--- Begin Supplied material ---
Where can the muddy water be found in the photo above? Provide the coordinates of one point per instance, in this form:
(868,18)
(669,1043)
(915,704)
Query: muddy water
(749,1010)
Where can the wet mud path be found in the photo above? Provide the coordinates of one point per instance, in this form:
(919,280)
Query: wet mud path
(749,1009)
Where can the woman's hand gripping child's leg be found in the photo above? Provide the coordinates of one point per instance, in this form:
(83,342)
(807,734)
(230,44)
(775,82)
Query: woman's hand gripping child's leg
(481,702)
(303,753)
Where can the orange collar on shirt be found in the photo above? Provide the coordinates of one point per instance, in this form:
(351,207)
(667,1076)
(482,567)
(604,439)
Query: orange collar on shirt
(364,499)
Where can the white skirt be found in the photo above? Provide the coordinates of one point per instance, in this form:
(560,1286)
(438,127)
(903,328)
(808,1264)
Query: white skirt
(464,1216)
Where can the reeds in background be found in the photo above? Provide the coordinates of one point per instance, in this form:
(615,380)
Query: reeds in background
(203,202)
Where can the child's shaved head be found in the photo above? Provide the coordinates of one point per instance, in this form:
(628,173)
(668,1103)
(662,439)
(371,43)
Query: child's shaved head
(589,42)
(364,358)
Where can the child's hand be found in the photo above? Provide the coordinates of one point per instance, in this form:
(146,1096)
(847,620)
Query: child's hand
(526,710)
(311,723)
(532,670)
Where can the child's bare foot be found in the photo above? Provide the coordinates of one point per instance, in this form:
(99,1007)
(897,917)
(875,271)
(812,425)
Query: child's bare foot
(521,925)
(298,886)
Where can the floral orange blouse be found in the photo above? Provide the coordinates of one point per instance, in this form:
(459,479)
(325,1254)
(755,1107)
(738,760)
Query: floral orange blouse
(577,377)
--- End Supplied material ---
_Given task:_ Return everything in the listing from the line containing "Where can the white" down to the end of the listing, with both ends included and each line unchanged.

_Task response:_
Where can the white skirt be found in the photo above? Provide the coordinates of one point per instance, in this form:
(560,1286)
(438,127)
(903,328)
(808,1264)
Query: white skirt
(464,1216)
Where can the reeds in background be found in the photo above? Provide the coordinates of one point per instance, in this form:
(615,380)
Query: reeds in background
(203,202)
Where can the child's shaved head be found in the photo above? Provide the coordinates of one point per instance, in this form:
(628,173)
(668,1103)
(662,439)
(371,43)
Query: child's shaved head
(589,42)
(364,358)
Where can the child's hand be found in the photo above? Provide the coordinates of one point per instance, in this form:
(146,1096)
(847,620)
Query: child's hand
(526,710)
(311,723)
(532,670)
Where can the child's bare foot be found in the photo above? Provide the coordinates of one point per instance, in this form:
(99,1007)
(897,917)
(875,271)
(812,425)
Query: child's bare foot
(521,925)
(298,886)
Where can the floral orange blouse be found in the photo above? Provide the coordinates of one point per instance, in this form:
(459,479)
(325,1254)
(755,1107)
(738,760)
Query: floral orange blouse
(577,377)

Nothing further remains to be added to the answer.